Excerpt to read:
….“Social Worker stabbed to Death,” “Workers and Patients Taken Hostage,” “Worker Making Home Visit Injured” These are headlines and whilst dramatic and sensational are extreme examples and not the daily experience of most community based direct care professionals and social workers.
Understandably many instructors delivering The Mandt System curriculum into their organizations will encounter participants in training who are lone working and they will naturally have questions and challenges that arise from this.
Is supporting an individual in their own home without risk? No, there are risks, but the greater risks are often associated with being alone rather than inherent risks from service users, patents or clients. That said many professionals as well as employers have recognized that taking a range of simple and non costly assessed measures can significantly reduce that risk and provide a safer working environment for all.
Some simple considerations
• Avoid, where possible scheduling home visit in evenings or at weekends
• When travelling by car, assess route and parking options ahead of time where possible and try using public and well lit areas whenever an option
• Consider carry alarm device or personal alert system to summon help
• Ensure colleagues and or supervisors back at base know your schedule and whereabouts and agree a protocol for call in on arrival at appointments and response strategy should you not call
• Always report concerns and recommendations for safety
• Proximity control is an import aspect to staying safe, when clients become agitated practitioners are often unsure how to deal with this anger. Preferred strategies should incorporate a slight withdraw from client allowing space, keeping verbal communication low key and calm and planning exit verbal as well as physical if required.

Stored data entries

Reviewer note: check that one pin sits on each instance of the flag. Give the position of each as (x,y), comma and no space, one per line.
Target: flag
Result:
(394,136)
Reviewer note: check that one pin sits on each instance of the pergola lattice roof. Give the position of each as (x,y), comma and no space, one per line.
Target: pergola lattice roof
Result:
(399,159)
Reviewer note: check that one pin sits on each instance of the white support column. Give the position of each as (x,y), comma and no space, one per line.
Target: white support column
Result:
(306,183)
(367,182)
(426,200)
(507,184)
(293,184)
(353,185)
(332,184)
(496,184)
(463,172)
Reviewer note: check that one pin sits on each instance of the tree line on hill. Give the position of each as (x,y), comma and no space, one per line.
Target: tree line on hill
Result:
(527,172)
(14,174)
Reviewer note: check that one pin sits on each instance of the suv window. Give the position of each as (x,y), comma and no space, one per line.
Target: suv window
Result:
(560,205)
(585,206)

Problem description: Continue the piece on lone-working safety for community care staff, picking up after its final sentence. None of this data is needed for the work here.

Output of the exercise:
Many organizations will have policies that cover the above in one form or another. To ensure that the ‘Policy Theory’ makes it into reality practice, consider running simple role plays with colleagues based on situations that have actually occurred in the past and to allow yourself to practice your verbal de-escalation skills and proximity control measures.
Remember safety is as much about common sense and the intelligent risk assessment and dynamic application of a few key principles as expensive technologies for tracking staff and managing hostage situations described in the opening headlines. For thousands of lone workers these simple steps are keeping them safe on a daily basis.